On fait souvent le constat que les réalisatrices de genre peinent à passer au long métrage. Comment l’expliques tu ?

Au contraire ! J’ai l’impression de découvrir de nombreux films de genre réalisés par des femmes ces dernières années, que ce soit Julia Ducourneau, Ana Lily Amirpour, Rose Glass, Charlotte Colbert ou Mariama Diallo pour ne citer qu’elles. Le film de genre permet aux réalisatrices d’évoquer des questions politiques liées au corps, à la sexualité, la filiation, le racisme, la migration ou la maternité de façon radicale. Il y a un véritable public pour ces films et les producteurs l’ont compris. 

Peux-tu nous parler de ton 1er long que tu prépares, La Sarramauca ?

Le film s’inspire d’une légende des Pyrénées et part d’un fait divers qui a eu lieu près de là où j’ai grandi, à la fin des années 1980.

Quels sont les longs métrages de genre qui t’ont marqué ces 5 dernières années?

J’ai une vision assez large de ce que peut être le film de genre. Mais dans le désordre, je dirais : 

Memoria d’Apichatpong Weerasethakul, Un couteau dans le coeur de Yann Gonzalez, Burning de Lee Chang-Dong, Nope de Jordan Peele, Hérédité d’Ari Aster, Titane de Julia Ducourneau, High Life de Claire Denis, The Humans de Stephen Karam, The Strangers de Na Hong Jin… J’ai aussi adoré la mini-série Sharp Objects de Jean-Marc Vallée

Quel est le sous genre que tu aimes le moins? Pourquoi?

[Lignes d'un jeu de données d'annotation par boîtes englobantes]
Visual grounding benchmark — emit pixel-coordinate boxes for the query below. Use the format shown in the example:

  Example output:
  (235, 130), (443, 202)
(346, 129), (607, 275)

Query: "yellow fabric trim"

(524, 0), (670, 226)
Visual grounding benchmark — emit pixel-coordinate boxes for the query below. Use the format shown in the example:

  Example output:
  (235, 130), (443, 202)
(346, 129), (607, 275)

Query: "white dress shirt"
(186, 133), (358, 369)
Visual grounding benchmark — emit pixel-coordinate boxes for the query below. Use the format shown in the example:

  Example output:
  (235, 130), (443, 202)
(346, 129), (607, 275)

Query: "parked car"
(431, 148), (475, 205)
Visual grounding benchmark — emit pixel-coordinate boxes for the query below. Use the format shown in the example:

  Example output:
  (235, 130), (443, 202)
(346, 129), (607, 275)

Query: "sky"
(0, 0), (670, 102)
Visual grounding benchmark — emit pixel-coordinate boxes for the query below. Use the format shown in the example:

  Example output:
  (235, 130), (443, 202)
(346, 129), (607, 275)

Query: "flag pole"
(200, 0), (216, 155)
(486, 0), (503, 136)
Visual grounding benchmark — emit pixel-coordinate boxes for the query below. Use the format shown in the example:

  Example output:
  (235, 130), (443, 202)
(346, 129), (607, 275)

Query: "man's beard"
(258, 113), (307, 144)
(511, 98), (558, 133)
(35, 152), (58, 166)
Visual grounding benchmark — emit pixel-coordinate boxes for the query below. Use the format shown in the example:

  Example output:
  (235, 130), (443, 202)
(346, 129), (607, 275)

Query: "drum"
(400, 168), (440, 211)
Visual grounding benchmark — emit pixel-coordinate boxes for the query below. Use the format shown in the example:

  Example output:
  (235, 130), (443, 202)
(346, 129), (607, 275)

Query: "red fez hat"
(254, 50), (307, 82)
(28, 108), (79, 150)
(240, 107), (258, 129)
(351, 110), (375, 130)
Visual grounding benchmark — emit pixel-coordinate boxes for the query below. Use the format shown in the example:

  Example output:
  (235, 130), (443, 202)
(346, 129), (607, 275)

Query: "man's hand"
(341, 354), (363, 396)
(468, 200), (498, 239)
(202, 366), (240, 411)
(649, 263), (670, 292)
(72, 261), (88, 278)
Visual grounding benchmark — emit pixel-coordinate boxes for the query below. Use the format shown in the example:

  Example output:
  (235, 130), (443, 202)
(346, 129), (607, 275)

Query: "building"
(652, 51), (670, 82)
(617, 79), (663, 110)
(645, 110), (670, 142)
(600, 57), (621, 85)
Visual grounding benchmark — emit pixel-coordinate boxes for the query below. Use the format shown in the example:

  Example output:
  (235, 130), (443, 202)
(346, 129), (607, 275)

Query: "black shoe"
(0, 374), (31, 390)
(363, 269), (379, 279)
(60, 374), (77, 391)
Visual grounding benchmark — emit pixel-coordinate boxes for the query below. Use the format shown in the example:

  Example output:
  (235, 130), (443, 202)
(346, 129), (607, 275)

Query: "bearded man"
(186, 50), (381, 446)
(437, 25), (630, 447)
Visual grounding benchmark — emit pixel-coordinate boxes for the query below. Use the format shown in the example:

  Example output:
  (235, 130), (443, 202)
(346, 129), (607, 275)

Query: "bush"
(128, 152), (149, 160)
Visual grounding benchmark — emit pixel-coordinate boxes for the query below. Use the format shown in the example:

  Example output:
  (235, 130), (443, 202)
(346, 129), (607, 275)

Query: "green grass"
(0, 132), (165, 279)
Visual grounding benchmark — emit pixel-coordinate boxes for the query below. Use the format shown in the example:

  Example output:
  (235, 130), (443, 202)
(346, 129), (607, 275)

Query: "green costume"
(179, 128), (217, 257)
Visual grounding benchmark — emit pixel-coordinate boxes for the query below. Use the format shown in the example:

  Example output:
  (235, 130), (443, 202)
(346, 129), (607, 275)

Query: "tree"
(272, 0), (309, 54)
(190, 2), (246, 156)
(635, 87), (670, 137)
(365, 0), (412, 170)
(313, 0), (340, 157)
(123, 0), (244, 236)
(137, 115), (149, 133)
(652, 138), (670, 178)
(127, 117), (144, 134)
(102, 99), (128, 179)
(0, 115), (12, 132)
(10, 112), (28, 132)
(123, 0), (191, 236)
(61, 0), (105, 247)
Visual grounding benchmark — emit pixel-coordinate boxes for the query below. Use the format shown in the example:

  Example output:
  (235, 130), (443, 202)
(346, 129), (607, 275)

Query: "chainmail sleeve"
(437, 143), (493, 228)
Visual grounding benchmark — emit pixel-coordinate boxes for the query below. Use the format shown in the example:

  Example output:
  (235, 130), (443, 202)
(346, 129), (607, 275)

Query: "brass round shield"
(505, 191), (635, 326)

• **Travaux proposés**
1. Dans l'entretien sur le cinéma de genre, quelle mini-série la personne interrogée déclare-t-elle avoir adorée ?
2. Prolongez l'entretien sur le cinéma de genre à partir de sa dernière phrase.

• **Corrigé des exercices**
1. La mini-série Sharp Objects, de Jean-Marc Vallée.

2.
Les plateformes ont été un peu une roue de secours pour le cinéma de genre, qui peine à se faire distribuer. Quel est ton regard sur cette éternelle guerre plateforme/cinéma?

Pour le court-métrage, les plateformes ont du sens car elles permettent aux films courts de continuer à exister, d’être vus par un plus large public. D’ailleurs La Verrue sera bientôt diffusé sur une plateforme spécialisée de genre.

Cependant, je défendrai toujours le cinéma face aux plateformes. Je refuse de croire que l’avenir reposera sur des algorithmes qui s’adressent au plus grand nombre. En particulier pour le cinéma de genre, je pense que nous avons besoin de voir ces films dans une salle de cinéma, dans le noir, avec d’autres spectateurs. Nous aimons ressentir des émotions fortes ensemble, c’est toute la force du cinéma !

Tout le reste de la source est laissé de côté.